# REQUIRED TASK
Transcribe, word for word, the line containing "TASK = point to the wooden" and each line following it through the end of the listing below. Omit all other lines.
━━━━━ DATA
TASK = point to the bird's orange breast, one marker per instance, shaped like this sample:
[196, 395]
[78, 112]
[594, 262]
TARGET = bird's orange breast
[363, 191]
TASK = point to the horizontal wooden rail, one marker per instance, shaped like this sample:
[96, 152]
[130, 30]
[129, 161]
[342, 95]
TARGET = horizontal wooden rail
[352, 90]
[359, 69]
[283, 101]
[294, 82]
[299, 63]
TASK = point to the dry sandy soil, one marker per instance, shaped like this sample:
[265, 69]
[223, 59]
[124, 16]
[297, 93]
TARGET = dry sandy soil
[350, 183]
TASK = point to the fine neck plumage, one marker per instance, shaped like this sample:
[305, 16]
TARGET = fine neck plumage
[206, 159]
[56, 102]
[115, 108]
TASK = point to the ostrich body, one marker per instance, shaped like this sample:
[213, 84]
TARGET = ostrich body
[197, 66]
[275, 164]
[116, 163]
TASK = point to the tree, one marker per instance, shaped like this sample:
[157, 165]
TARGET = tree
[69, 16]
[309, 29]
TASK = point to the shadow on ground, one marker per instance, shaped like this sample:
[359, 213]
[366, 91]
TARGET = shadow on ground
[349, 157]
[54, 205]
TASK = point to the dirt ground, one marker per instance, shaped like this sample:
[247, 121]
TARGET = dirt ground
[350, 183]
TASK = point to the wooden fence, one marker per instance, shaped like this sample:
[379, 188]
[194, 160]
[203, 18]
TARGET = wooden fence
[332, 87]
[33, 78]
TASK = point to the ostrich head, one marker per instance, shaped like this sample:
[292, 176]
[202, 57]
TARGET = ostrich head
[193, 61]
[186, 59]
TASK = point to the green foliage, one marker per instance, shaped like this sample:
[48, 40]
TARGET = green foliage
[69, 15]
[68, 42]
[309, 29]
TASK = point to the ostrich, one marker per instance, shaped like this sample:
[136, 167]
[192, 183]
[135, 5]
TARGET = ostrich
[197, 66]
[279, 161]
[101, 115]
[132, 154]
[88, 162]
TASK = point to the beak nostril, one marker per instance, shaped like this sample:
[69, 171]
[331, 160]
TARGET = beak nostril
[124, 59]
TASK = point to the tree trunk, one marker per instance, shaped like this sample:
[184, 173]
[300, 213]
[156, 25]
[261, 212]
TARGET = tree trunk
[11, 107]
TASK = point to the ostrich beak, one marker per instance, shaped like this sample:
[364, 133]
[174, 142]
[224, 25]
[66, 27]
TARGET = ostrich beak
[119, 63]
━━━━━━━━━━
# WRITTEN RESPONSE
TASK = point to the wooden fence, one marker per instance, shaped like this sample:
[379, 188]
[194, 160]
[203, 18]
TARGET = wooden fence
[332, 87]
[33, 78]
TASK = point to the ostrich head, one marker per instance, shaped like this sample:
[292, 176]
[202, 57]
TARGET = ostrich head
[193, 61]
[186, 59]
TASK = point to the green foliage, one marker per instance, shaped like this sample:
[48, 40]
TARGET = green foliage
[69, 15]
[68, 42]
[309, 29]
TASK = point to the ostrich, one marker per instance, shaped like this sample:
[136, 167]
[192, 183]
[135, 5]
TARGET = ostrich
[197, 66]
[279, 161]
[101, 115]
[132, 154]
[88, 162]
TASK = point to the beak nostril, one marker per instance, shaped like this sample:
[69, 171]
[331, 160]
TARGET = beak nostril
[124, 59]
TASK = point to the tree trunk, one marker per instance, shaped like this sample:
[184, 173]
[300, 213]
[156, 25]
[261, 212]
TARGET = tree trunk
[11, 107]
TASK = point to the ostrich beak, one marker per instance, shaped like this sample:
[364, 133]
[174, 142]
[224, 25]
[66, 27]
TARGET = ostrich beak
[119, 63]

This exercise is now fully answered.